● 本文:

多分1/35scale マントイフェルちゃん(042)

2014冬モデル

1/35 sdkfz138/2 HETZER イタレリ製

【完成直後の撮影】
ヘッツァー(38式駆逐車)の塗装は「光と影」とよばれる三色迷彩です。
初期型のヘッツァーはダークイエロー単色の車両もありですが、中期以降のモデルは工場で迷彩が施されて出荷されるので、ほぼこのパターンになります。
タイガーUやパンサーG(44年後半)もこのパターンが多いはずです。

戦略級や戦術級ゲームなら「ヘッツァーで十分、数をそろえておけばいい」って思ってしまいます。
そんな意味では安くて強いT34とかM4シャーマンもいいです。
ただ、戦闘レベルだと「ヘッツァーでいいのか?」って思ってしまいます。

意外と硬いヘッツァーの正面装甲。

● 課題一覧:
1. ヘッツァーについての文章をもとに、次の問いに答えよ。
(a) ヘッツァーの塗装は何とよばれる迷彩か。
(b) この1/35のヘッツァーはどこの製品か。
(c) 安くて強い車両として名前が挙がっているのは何か。
2. 次の各文がヘッツァーについての文章の内容と合うかどうかを判断し、根拠となる本文の語句をそのまま引用せよ。
(a) 中期以降のヘッツァーは工場で迷彩を施されて出荷される。
(b) 初期型のヘッツァーはすべて三色迷彩だった。
(c) ヘッツァーの正面装甲は薄いと書かれている。
3. ヘッツァーについての文章を、最後の文の後から書き続けよ。

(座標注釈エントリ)
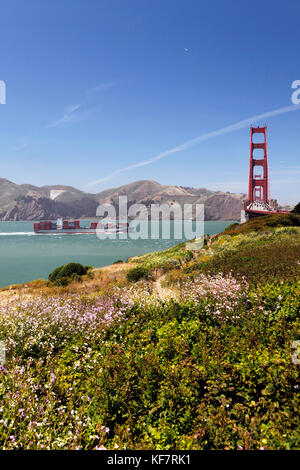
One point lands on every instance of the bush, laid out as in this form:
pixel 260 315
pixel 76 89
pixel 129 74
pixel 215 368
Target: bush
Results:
pixel 135 274
pixel 67 273
pixel 296 209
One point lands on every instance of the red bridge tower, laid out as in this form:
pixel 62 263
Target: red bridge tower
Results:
pixel 258 180
pixel 259 202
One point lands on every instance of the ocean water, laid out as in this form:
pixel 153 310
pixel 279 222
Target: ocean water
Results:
pixel 25 256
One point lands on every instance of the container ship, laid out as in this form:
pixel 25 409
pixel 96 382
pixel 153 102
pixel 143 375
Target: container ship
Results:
pixel 73 226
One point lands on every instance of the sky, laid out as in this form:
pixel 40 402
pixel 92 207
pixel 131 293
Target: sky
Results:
pixel 101 93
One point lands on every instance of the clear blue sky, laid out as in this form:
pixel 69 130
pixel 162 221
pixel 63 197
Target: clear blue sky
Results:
pixel 98 85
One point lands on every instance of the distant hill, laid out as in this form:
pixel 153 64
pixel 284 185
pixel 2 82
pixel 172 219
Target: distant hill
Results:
pixel 28 202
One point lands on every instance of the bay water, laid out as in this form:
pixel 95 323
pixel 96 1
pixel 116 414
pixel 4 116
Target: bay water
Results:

● 各課題の解答:
1.
(a) 「光と影」とよばれる三色迷彩
(b) イタレリ製
(c) T34とM4シャーマン

2.
(a) 合う。「中期以降のモデルは工場で迷彩が施されて出荷される」
(b) 合わない。「初期型のヘッツァーはダークイエロー単色の車両もあり」
(c) 合わない。「意外と硬いヘッツァーの正面装甲」

3.
M4しゃーまんのA2、A3に積まれている75mmM3では、ヘッツァーの正面は100M以内でもどこも貫通しない。
対してヘッツァーの7.5cmPAK39は車体正面の上部は貫通しないものの、下部は1300M。砲塔は防盾部で100M以内、防盾以外は1000Mで貫通。
ただ、このデータは侵入角30度となってるから、真正面だともう少しお互い貫通してしまう。
横はお互いものすごく弱い。お互い3000Mでどこにあたっても貫通してしまう。
ただ、シャーマンが旋回砲塔を有しているのに対し、ヘッツァーは旋回砲塔を持っていない。
横向いて打ち合うは成立しないが、先に横にあてたもの勝ちなのは証明できる。
ただ、ヘッツァーの横はどうにもならない、20mm厚ではライフル弾は弾いてもM2重機関銃を至近距離でうちまくられると穴だらけってことにもなりかねない。

しかもヘッツァーは足が遅い。
スペック上の最大速度は40km/hとか42km/hだが、通常は路上走行20-30km/h。不整地だと15km/hくらい。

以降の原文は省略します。